*Kutipan:*
-.-.-

Mencegah Kutukan Demografi: Merealisasi Janji 19 Juta Lapangan Kerja
Mohammad Nur Rianto Al Arif
Guru Besar di UIN Syarif Hidayatullah
Sekretariat Jenderal DPP Asosiasi Dosen Indonesia
Asisten Utusan Khusus Presiden Bid. Ketahanan Pangan
Salah satu janji terbesar yang digaungkan pemerintah dalam periode kepemimpinan baru adalah penciptaan 19 juta lapangan kerja baru dalam lima tahun mendatang.
Angka ini bukan hanya sekadar janji politik yang terucap di tengah kampanye, melainkan target ambisius yang akan menjadi tolok ukur keberhasilan pembangunan ekonomi Indonesia ke depan.
Janji besar tersebut tentu memantik harapan masyarakat, terutama generasi muda yang setiap tahunnya terus memasuki pasar kerja dengan jumlah yang tidak sedikit.
Namun di balik optimisme, selalu ada pertanyaan, yaitu sejauh mana janji tersebut realistis, dan strategi apa yang disiapkan untuk benar-benar merealisasikannya?
Untuk memahami urgensi janji penciptaan lapangan kerja, kita harus melihat data terbaru kondisi ketenagakerjaan.
Badan Pusat Statistik (BPS) pada Agustus 2025, melaporkan bahwa pertumbuhan ekonomi Indonesia pada kuartal II-2025 mencapai 5,12 persen year-on-year (yoy), sedikit menguat dibanding kuartal sebelumnya sebesar 4,87 persen.
Pertumbuhan ini tetap ditopang konsumsi rumah tangga, investasi, serta ekspor komoditas unggulan.
Meski begitu, tantangan lapangan kerja masih cukup besar. Tingkat Pengangguran Terbuka (TPT) per Februari 2025, tercatat di kisaran 4,76 persen, dengan jumlah pengangguran terbuka sekitar 7,28 juta orang.
Kondisi ini menjadikan janji penciptaan 19 juta lapangan kerja bukan sekadar program tambahan, melainkan kebutuhan struktural. Tanpa lonjakan penciptaan lapangan kerja, bonus demografi yang selama ini dielu-elukan bisa berubah menjadi beban demografi.
Bayangkan, jika setiap tahun 2,5 juta orang baru masuk ke pasar kerja, maka dalam lima tahun jumlahnya sudah lebih dari 12 juta.
Ditambah dengan angka pengangguran eksisting, kebutuhan penciptaan kerja minimal mencapai hampir 20 juta.
Dengan kata lain, target pemerintah ini sejatinya bukan ambisi berlebihan, melainkan cerminan dari realitas kebutuhan.

-.-.-

*Data Soal:*
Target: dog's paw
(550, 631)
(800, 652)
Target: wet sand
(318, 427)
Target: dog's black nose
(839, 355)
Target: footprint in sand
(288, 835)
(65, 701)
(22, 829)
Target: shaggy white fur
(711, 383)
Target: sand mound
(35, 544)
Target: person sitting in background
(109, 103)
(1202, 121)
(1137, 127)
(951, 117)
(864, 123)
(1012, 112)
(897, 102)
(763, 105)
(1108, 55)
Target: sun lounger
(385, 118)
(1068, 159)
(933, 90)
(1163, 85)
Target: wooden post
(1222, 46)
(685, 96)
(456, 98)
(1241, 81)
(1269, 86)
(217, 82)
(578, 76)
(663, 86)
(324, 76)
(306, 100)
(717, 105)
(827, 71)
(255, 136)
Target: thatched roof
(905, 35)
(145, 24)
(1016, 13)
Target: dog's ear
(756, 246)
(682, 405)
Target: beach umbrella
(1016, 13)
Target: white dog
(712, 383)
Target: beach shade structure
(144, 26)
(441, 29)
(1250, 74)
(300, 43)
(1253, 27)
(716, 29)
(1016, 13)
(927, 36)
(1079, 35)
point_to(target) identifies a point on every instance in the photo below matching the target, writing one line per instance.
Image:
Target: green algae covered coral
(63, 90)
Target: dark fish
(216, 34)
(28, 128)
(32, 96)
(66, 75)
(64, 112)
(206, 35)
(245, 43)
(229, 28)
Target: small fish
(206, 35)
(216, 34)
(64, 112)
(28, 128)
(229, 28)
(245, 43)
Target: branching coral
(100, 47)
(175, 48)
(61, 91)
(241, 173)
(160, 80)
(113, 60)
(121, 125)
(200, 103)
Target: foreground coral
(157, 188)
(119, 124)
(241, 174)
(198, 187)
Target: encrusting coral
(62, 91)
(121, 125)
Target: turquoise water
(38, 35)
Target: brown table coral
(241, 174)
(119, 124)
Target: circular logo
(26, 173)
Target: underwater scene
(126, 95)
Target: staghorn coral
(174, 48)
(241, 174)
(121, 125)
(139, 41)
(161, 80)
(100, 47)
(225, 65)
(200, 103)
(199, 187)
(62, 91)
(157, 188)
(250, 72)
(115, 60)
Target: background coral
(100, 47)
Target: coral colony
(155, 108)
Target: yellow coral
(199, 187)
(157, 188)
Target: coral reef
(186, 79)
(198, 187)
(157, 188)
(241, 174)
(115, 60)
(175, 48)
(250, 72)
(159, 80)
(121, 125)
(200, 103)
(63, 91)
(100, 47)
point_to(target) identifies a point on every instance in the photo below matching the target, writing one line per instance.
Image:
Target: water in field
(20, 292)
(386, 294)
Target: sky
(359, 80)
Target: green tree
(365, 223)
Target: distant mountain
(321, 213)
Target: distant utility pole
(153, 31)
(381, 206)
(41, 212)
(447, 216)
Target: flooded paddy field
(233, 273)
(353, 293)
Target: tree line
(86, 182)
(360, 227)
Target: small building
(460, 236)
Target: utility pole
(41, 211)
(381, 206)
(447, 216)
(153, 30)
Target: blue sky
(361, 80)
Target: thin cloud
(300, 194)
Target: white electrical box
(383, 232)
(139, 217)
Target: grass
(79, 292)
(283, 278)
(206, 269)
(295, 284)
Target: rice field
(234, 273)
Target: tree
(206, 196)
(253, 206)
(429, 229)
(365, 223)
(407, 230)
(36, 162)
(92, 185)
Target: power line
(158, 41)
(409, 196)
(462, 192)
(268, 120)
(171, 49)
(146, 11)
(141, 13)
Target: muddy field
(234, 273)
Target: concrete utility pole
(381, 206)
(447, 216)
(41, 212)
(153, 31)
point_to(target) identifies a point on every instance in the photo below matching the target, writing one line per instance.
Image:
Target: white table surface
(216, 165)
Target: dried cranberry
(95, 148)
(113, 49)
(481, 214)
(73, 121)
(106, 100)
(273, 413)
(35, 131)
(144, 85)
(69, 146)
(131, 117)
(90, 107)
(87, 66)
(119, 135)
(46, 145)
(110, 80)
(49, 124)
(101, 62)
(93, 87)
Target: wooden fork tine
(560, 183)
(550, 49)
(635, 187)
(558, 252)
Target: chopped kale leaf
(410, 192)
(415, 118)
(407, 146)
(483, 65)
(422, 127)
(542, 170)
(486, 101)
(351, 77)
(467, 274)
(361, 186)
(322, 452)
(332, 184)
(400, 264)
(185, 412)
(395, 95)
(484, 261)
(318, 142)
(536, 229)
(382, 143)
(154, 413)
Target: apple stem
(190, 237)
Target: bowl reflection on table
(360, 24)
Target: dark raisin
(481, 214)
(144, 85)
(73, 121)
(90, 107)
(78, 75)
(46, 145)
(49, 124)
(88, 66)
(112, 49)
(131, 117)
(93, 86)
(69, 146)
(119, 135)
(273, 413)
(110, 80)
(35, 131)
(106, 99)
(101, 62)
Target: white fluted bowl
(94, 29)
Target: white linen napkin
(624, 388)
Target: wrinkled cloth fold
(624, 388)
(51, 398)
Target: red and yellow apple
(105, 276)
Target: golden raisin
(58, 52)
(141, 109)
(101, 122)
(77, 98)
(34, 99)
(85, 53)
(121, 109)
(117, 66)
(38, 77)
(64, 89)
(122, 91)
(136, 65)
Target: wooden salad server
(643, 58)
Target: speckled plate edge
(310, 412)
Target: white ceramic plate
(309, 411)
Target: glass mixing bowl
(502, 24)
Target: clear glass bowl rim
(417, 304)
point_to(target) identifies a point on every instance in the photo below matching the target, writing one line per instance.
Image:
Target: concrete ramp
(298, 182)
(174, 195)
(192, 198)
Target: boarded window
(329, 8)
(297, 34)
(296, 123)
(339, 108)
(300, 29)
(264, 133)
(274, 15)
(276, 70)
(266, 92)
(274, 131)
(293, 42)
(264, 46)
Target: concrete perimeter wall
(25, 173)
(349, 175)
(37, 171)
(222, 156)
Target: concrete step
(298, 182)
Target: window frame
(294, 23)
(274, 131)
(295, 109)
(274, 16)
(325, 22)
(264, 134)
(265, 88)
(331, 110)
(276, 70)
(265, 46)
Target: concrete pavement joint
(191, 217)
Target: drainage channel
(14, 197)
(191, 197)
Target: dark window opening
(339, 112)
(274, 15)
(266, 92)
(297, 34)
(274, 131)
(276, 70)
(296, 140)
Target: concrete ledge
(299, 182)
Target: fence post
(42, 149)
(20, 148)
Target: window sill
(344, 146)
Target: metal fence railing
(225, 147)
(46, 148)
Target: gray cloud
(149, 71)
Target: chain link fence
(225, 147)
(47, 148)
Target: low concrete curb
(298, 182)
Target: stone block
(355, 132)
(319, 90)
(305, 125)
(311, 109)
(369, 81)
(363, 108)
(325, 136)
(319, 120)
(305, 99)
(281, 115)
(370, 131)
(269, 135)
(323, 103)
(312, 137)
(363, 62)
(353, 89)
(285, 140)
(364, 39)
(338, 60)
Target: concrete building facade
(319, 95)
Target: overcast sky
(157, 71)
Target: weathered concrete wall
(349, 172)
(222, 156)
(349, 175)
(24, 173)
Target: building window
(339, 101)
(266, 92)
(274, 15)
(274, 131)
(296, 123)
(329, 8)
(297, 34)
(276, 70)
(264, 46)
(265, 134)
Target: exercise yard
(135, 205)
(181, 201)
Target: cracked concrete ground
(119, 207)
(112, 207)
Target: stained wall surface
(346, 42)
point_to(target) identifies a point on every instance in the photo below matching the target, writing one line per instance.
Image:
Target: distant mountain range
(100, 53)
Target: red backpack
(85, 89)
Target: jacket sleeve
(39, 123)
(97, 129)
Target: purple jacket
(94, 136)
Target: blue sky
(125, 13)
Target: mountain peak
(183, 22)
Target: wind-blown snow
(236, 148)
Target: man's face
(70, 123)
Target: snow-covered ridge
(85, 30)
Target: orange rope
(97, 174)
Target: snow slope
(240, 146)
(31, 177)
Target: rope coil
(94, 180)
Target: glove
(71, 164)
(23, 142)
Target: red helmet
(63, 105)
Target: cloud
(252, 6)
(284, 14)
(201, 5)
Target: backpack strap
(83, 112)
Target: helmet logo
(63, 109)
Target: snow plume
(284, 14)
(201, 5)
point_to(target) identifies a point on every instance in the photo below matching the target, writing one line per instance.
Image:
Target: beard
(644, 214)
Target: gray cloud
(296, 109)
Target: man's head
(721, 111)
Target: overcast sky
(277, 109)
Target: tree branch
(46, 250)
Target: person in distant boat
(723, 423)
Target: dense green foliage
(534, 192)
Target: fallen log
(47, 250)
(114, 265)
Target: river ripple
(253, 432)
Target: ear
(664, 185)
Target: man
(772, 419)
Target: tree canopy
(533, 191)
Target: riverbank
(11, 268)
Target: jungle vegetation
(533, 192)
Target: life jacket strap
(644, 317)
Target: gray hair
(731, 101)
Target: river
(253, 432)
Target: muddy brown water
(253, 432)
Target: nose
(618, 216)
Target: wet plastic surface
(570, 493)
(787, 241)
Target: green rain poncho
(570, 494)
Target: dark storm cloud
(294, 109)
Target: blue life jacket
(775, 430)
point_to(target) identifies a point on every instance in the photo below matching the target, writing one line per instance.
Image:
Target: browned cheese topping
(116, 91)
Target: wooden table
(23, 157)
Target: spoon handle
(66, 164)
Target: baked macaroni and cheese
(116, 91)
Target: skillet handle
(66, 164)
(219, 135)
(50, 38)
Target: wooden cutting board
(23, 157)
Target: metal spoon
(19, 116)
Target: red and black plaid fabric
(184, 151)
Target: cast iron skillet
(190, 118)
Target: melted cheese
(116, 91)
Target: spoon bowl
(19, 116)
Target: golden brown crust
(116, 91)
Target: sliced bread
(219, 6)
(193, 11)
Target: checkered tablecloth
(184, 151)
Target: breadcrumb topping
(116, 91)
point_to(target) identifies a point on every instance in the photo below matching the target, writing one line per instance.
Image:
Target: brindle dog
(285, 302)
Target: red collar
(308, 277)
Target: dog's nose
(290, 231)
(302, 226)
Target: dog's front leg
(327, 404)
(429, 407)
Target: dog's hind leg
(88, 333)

-.-.-

*Soal Latihan A:*
Jawab pertanyaan berikut berdasarkan artikel tentang janji 19 juta lapangan kerja:
(i) Menurut laporan BPS, berapa pertumbuhan ekonomi Indonesia pada kuartal II-2025?
(ii) Berapa jumlah pengangguran terbuka per Februari 2025?
(iii) Dalam perhitungan di artikel, berapa orang baru yang disebut masuk ke pasar kerja setiap tahun?
*Soal Latihan B:*
Kutip bagian daftar dari baris yang memuat "Target: breadcrumb topping" sampai akhir daftar.

*Jawaban Soal A:*
(i) 5,12 persen year-on-year (yoy)
(ii) Sekitar 7,28 juta orang
(iii) 2,5 juta orang

*Jawaban Soal B:*
Target: breadcrumb topping
(116, 91)
point_to(target) identifies a point on every instance in the photo below matching the target, writing one line per instance.
Image:
Target: brindle dog
(285, 302)
Target: red collar
(308, 277)
Target: dog's nose
(290, 231)
(302, 226)
Target: dog's front leg
(327, 404)
(429, 407)
Target: dog's hind leg
(88, 333)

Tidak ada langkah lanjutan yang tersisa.